Herschrijf de regels, te beginnen bij de regel met "Where is each instance of the black cord" en eindigend bij de regel met "point(722, 467)", waarbij u "instance" overal vervangt door "occurrence" en verder niets wijzigt.

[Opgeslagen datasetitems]
#####
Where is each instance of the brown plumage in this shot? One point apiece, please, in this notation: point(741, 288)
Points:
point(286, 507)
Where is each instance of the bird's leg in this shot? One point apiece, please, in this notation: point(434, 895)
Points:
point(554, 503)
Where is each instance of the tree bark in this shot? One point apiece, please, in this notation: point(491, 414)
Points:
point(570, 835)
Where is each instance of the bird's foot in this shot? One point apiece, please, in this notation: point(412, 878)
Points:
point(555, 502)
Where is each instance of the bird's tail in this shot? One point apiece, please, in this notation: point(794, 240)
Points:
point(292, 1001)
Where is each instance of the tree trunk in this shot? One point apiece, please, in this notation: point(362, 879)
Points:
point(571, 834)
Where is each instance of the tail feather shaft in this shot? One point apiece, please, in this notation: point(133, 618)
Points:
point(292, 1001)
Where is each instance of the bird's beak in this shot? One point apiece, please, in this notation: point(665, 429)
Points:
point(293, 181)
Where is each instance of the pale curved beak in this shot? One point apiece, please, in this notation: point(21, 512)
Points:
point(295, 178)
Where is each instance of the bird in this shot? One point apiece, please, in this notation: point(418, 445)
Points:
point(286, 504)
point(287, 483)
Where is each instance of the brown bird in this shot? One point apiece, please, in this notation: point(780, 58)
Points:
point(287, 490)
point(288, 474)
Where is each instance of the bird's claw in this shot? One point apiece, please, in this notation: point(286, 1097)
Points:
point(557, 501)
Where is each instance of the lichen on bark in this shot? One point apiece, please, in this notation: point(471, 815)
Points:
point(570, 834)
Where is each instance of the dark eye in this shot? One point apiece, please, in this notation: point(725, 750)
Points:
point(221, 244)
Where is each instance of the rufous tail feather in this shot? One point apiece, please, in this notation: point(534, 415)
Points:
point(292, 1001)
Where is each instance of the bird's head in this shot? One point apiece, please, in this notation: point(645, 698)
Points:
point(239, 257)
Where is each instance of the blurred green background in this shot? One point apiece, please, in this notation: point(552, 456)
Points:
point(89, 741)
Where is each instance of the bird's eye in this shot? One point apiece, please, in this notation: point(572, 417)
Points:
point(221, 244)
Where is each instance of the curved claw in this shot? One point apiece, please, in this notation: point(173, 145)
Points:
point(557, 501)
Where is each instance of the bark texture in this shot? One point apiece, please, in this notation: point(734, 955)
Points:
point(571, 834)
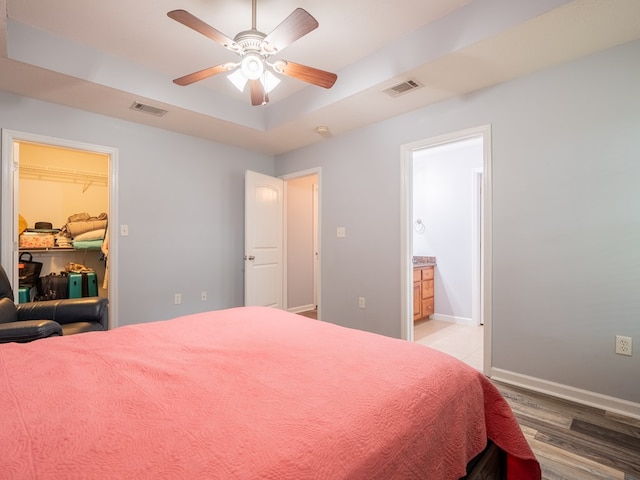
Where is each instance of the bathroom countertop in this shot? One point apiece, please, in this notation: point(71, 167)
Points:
point(424, 264)
point(419, 261)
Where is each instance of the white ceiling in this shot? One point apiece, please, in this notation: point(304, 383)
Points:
point(100, 56)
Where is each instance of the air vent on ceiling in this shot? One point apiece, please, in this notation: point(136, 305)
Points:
point(141, 107)
point(402, 88)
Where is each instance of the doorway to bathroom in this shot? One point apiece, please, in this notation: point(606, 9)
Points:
point(448, 192)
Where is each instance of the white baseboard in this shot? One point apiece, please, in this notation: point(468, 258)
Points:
point(302, 308)
point(453, 319)
point(577, 395)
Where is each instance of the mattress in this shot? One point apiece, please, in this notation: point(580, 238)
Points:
point(246, 393)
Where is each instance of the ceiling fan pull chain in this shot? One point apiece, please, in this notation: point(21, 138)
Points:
point(254, 10)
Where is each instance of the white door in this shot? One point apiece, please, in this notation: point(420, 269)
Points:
point(263, 233)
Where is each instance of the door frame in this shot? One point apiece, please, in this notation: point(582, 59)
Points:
point(317, 171)
point(406, 238)
point(9, 205)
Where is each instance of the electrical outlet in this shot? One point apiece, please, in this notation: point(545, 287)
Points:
point(623, 345)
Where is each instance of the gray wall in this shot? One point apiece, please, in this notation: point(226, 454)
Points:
point(182, 197)
point(566, 221)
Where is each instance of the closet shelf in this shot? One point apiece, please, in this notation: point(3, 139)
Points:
point(57, 173)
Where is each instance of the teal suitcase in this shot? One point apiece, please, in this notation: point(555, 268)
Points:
point(24, 294)
point(83, 285)
point(91, 284)
point(75, 285)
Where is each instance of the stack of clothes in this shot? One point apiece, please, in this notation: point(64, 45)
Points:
point(83, 231)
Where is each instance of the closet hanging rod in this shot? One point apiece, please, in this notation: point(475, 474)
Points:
point(64, 173)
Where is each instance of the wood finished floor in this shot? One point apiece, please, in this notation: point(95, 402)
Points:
point(571, 441)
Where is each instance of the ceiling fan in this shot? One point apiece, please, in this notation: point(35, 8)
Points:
point(255, 50)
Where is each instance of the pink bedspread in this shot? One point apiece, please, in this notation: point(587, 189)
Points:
point(245, 393)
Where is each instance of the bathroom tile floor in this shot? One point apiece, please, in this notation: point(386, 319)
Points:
point(460, 341)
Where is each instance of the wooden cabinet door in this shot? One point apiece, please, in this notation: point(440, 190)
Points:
point(427, 289)
point(417, 301)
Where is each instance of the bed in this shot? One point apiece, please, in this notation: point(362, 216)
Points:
point(250, 393)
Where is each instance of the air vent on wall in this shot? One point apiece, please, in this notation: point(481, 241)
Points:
point(141, 107)
point(402, 88)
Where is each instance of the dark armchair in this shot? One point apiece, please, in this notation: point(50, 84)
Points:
point(35, 320)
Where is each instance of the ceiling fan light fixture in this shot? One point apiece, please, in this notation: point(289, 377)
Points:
point(238, 79)
point(269, 80)
point(252, 66)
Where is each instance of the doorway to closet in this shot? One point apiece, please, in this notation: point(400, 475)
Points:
point(57, 203)
point(302, 258)
point(446, 205)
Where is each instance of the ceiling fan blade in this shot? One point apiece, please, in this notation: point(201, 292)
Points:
point(258, 95)
point(199, 26)
point(295, 26)
point(202, 74)
point(307, 74)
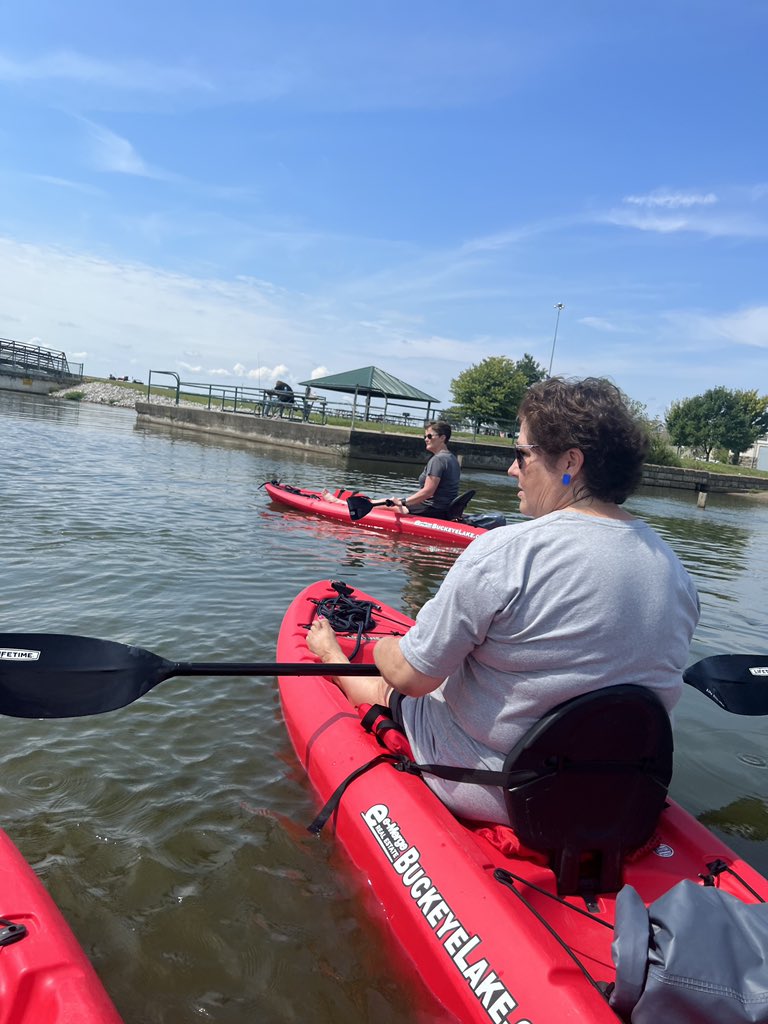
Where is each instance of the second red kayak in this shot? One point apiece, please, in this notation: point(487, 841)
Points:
point(454, 531)
point(45, 977)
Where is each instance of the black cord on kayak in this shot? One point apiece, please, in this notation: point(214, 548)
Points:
point(333, 801)
point(348, 614)
point(508, 880)
point(716, 867)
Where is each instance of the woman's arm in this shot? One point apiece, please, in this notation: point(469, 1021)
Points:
point(399, 673)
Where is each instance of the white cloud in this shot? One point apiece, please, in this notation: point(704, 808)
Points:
point(68, 66)
point(672, 201)
point(113, 153)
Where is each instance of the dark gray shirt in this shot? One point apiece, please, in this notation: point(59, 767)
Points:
point(445, 466)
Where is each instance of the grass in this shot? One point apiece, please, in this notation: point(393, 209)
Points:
point(722, 467)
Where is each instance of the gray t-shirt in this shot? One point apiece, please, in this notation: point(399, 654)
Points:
point(535, 613)
point(445, 466)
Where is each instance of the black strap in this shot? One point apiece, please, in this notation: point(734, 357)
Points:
point(378, 721)
point(333, 801)
point(11, 932)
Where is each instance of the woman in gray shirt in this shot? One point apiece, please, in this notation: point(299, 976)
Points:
point(582, 597)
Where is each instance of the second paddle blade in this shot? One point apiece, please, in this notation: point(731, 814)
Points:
point(51, 675)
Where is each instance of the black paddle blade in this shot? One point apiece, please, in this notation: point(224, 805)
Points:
point(736, 682)
point(359, 506)
point(51, 675)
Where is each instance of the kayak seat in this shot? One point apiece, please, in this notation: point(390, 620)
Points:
point(455, 509)
point(601, 766)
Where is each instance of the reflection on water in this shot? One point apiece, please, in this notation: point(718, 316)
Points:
point(172, 833)
point(747, 817)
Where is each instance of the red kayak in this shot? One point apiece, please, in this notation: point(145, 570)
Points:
point(45, 977)
point(488, 951)
point(381, 517)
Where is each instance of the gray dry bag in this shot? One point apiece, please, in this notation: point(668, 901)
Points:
point(693, 956)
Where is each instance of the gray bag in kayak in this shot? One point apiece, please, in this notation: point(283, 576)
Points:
point(696, 954)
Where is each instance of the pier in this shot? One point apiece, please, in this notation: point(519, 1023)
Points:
point(35, 369)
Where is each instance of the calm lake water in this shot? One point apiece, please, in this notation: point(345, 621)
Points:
point(172, 833)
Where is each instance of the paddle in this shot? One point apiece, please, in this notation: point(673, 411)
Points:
point(737, 682)
point(359, 506)
point(52, 675)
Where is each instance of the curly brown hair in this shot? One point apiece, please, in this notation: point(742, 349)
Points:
point(440, 427)
point(591, 415)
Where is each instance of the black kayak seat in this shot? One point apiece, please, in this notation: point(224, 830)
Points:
point(602, 764)
point(454, 511)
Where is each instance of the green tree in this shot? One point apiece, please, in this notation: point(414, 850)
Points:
point(719, 418)
point(750, 421)
point(492, 390)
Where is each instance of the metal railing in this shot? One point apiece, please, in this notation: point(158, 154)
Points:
point(233, 398)
point(36, 358)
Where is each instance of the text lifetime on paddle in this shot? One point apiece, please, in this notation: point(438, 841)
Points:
point(16, 654)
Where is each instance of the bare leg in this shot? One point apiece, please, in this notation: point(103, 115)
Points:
point(357, 689)
point(328, 497)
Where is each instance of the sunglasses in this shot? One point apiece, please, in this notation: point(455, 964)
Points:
point(520, 455)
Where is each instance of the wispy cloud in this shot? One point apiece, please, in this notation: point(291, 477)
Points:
point(69, 66)
point(111, 152)
point(66, 183)
point(672, 200)
point(598, 323)
point(745, 327)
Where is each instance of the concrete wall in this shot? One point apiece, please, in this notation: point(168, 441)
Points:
point(261, 430)
point(32, 385)
point(373, 445)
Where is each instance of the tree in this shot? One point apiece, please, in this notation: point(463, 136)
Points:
point(749, 422)
point(719, 418)
point(492, 390)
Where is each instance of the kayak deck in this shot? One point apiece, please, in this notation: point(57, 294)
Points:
point(45, 977)
point(382, 517)
point(481, 950)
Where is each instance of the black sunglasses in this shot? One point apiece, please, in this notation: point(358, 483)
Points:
point(520, 456)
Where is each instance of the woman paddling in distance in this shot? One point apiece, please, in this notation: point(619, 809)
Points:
point(581, 597)
point(438, 484)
#####
**UITWERKING:**
Where is each occurrence of the black cord on kayak in this shot? One point apiece, please, in this notation: point(214, 548)
Points:
point(333, 801)
point(348, 614)
point(508, 880)
point(716, 867)
Where is each occurrence of the woman's arm in this shot? One point apiece, please, in this notation: point(469, 1021)
Points:
point(399, 673)
Where is each occurrence of the white cloud in this shot? One point apiece, please, in this notation: point(704, 808)
Points:
point(68, 66)
point(672, 201)
point(113, 153)
Where is each occurrence of the dark gray shirt in this shot? One point apiece, please, in this notation: point(59, 767)
Points:
point(445, 466)
Where is each occurrence of the grass in this shot? One point apiece, please, in this notation: point(393, 209)
Points:
point(722, 467)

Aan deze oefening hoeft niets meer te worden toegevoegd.